- What is needed
Transcribe every record that appears below, exactly and in full.

(Extracted records)
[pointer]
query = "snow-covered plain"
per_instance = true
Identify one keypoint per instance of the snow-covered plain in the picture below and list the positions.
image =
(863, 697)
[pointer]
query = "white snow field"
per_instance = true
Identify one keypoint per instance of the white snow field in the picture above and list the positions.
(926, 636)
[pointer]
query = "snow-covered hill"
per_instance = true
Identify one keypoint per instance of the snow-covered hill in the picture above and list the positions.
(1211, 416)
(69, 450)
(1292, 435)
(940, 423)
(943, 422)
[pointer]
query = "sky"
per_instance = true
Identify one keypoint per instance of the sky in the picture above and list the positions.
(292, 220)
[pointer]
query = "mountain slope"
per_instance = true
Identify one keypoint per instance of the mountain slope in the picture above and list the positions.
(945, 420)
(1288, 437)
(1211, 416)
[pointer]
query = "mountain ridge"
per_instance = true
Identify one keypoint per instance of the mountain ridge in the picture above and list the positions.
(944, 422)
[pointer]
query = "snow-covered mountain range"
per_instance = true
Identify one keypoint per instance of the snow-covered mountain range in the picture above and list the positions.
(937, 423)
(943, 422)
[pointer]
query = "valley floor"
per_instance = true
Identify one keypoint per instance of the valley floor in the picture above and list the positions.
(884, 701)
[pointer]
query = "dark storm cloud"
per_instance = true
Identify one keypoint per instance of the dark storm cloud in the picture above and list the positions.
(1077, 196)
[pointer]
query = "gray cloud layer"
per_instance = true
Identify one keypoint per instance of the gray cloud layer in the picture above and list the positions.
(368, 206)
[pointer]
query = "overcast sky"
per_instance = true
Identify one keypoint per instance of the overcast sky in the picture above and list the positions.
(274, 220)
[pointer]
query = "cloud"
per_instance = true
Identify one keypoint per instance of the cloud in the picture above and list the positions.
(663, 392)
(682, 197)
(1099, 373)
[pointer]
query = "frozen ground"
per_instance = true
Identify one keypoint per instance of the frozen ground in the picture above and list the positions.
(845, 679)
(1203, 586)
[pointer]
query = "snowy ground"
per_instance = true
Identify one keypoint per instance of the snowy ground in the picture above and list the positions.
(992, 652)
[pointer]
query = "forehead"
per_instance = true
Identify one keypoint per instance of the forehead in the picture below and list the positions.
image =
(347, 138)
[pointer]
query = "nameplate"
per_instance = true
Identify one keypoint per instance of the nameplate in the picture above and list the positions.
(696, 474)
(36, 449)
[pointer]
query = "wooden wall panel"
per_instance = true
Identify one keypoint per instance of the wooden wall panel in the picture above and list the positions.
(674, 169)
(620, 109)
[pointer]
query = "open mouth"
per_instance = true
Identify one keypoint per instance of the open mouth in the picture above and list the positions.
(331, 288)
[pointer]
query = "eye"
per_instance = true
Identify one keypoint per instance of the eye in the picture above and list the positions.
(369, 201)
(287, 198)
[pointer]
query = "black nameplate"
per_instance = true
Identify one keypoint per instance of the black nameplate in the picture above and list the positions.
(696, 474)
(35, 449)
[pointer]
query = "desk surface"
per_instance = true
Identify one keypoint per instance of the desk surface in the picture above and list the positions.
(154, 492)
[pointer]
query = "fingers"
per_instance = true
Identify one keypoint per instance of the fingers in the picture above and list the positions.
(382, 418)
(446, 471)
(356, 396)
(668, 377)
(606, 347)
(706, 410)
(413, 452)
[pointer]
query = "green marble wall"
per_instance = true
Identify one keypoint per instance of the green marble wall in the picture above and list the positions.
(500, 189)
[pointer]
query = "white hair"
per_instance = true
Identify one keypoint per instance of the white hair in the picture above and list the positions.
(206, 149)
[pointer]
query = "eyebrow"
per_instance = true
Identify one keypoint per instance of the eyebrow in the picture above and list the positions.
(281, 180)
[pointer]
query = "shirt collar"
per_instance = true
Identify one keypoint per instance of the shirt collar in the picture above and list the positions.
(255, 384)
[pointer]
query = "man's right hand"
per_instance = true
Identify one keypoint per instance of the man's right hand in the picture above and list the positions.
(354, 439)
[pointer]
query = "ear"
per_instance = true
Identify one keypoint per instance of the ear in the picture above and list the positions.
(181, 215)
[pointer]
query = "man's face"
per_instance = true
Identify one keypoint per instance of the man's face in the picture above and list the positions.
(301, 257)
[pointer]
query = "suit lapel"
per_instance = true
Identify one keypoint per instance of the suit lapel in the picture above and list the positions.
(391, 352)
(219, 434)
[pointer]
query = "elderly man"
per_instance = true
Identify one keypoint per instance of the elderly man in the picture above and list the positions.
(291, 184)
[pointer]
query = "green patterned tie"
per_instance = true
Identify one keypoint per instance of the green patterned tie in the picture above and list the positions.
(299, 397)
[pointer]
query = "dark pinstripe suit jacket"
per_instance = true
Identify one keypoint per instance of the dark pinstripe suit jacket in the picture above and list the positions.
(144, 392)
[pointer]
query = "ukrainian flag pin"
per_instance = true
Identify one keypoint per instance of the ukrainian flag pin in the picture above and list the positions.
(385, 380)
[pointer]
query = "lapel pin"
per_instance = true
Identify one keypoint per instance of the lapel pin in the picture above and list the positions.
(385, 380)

- Finished exercise
[pointer]
query = "snow-covered plain"
per_instance = true
Identify one keypoint per instance of the snow-covered plain in the picture below and list the positions.
image =
(863, 697)
[pointer]
query = "white snow field"
per_instance = true
Identify one keypoint per instance of the white snow field in the picture above and list the positions.
(926, 636)
[pointer]
query = "snow-covered hill"
per_instance = true
Identify one keypoint per instance of the snow-covered hill in the picture above and list the positions.
(1211, 416)
(69, 450)
(1292, 435)
(940, 423)
(943, 422)
[pointer]
query = "sky"
per_instance = true
Identify one keypoint per instance of the sky in the picture above and list the positions.
(292, 220)
[pointer]
query = "mountain slope"
per_instance = true
Identify one keypoint per instance of the mountain slope in the picture above and list the positions.
(945, 420)
(1288, 437)
(1211, 416)
[pointer]
query = "mountain ridge"
per_instance = true
Identify one keypoint per instance of the mountain ridge in the picture above and list the positions.
(944, 422)
[pointer]
query = "snow-covered mountain range"
per_instance = true
Identify one keypoint per instance of the snow-covered mountain range in the picture above and list the positions.
(937, 423)
(943, 422)
[pointer]
query = "valley floor"
per_instance = true
Identify one keypoint per instance of the valley floor in the picture above and list the positions.
(884, 701)
[pointer]
query = "dark storm cloud"
per_instance = true
Identify one keypoint per instance of the dark storm cloud in the picture above and list the positions.
(1077, 196)
[pointer]
query = "gray cloud layer"
per_instance = true
Identify one keypoint per instance of the gray cloud layer in the picture above and list the positions.
(368, 206)
[pointer]
query = "overcast sky"
per_instance = true
Identify one keypoint per instance of the overcast sky in the picture above and list the positions.
(274, 220)
[pointer]
query = "cloud"
per_instance = true
Identify one keypoint per instance of the cloud in the picture above and list the positions.
(663, 392)
(682, 197)
(1099, 373)
[pointer]
query = "frozen ground"
per_instance = true
Identify one keypoint per instance of the frozen ground in the picture above and list the positions.
(845, 679)
(1203, 586)
[pointer]
query = "snowy ground"
per_instance = true
Identify one keypoint per instance of the snowy ground in the picture above and list the positions.
(992, 652)
[pointer]
query = "forehead"
per_instance = true
Identify one keypoint per instance of the forehead in the picture below and list the positions.
image =
(347, 138)
[pointer]
query = "nameplate"
per_instance = true
Identify one keypoint per instance of the nameplate in the picture above and list the positions.
(696, 474)
(36, 449)
[pointer]
query = "wooden wall panel"
per_instance = true
Identify one keypoint per instance of the wooden wall panel in the picture above and list the positions.
(674, 169)
(620, 109)
[pointer]
query = "open mouth"
per_instance = true
Identify one keypoint per instance of the open mouth in the picture above and list the positions.
(331, 288)
[pointer]
query = "eye"
per_instance = true
Identify one keypoint per instance of the eye in the picture above and list the positions.
(369, 201)
(287, 198)
[pointer]
query = "black nameplate"
per_instance = true
Identify one keypoint per instance of the black nameplate in the picture above and list the positions.
(696, 474)
(35, 449)
[pointer]
query = "desk surface"
per_instance = true
Identify one keypoint per instance of the desk surface in the picture above and list the positions.
(154, 492)
[pointer]
query = "fingers"
per_instance = true
Identify one keypoint per instance of the fingers in the picture above and list the positions.
(382, 418)
(446, 471)
(356, 396)
(668, 377)
(606, 347)
(706, 410)
(413, 452)
[pointer]
query = "green marble wall"
per_instance = true
Identify one keypoint per instance of the green marble wall in the picture above and list the positions.
(500, 189)
[pointer]
query = "white hair"
per_instance = true
Identify one keypoint per instance of the white hair in the picture above and list the positions.
(206, 149)
[pointer]
query = "eyebrow"
per_instance = true
Identify one keypoint per instance of the eyebrow in the picture above and list the positions.
(281, 180)
[pointer]
query = "shirt collar"
per_instance = true
Identify one keypoint per instance of the shirt collar in the picture above and list the positions.
(255, 384)
[pointer]
query = "man's right hand"
per_instance = true
Identify one keypoint per instance of the man's right hand in the picture above and list the positions.
(354, 439)
[pointer]
query = "ear"
per_instance = true
Identify one keypoint per instance of the ear in the picture above and list the positions.
(181, 215)
[pointer]
query = "man's face"
per_instance = true
Identify one keypoint per instance of the man's face in the picture above and list the positions.
(301, 257)
[pointer]
query = "suit lapel"
per_instance = true
Identify one keypoint per instance of the suit lapel in the picture above and list the positions.
(391, 352)
(219, 434)
[pointer]
query = "elderly man"
per_instance = true
Identify one keypoint per instance of the elderly man in the picture above and list the positions.
(291, 184)
[pointer]
query = "green patterned tie"
per_instance = true
Identify one keypoint per instance of the green patterned tie in the picture above and list the positions.
(299, 397)
[pointer]
query = "dark pinstripe suit jacket"
per_instance = true
Identify one keypoint per instance of the dark pinstripe suit jacket in the picture above and list the positions.
(144, 392)
[pointer]
query = "ukrainian flag pin"
per_instance = true
Identify one keypoint per instance of the ukrainian flag pin in the picture above and list the positions.
(385, 380)
[pointer]
query = "lapel pin"
per_instance = true
Identify one keypoint per instance of the lapel pin in the picture above and list the positions.
(385, 380)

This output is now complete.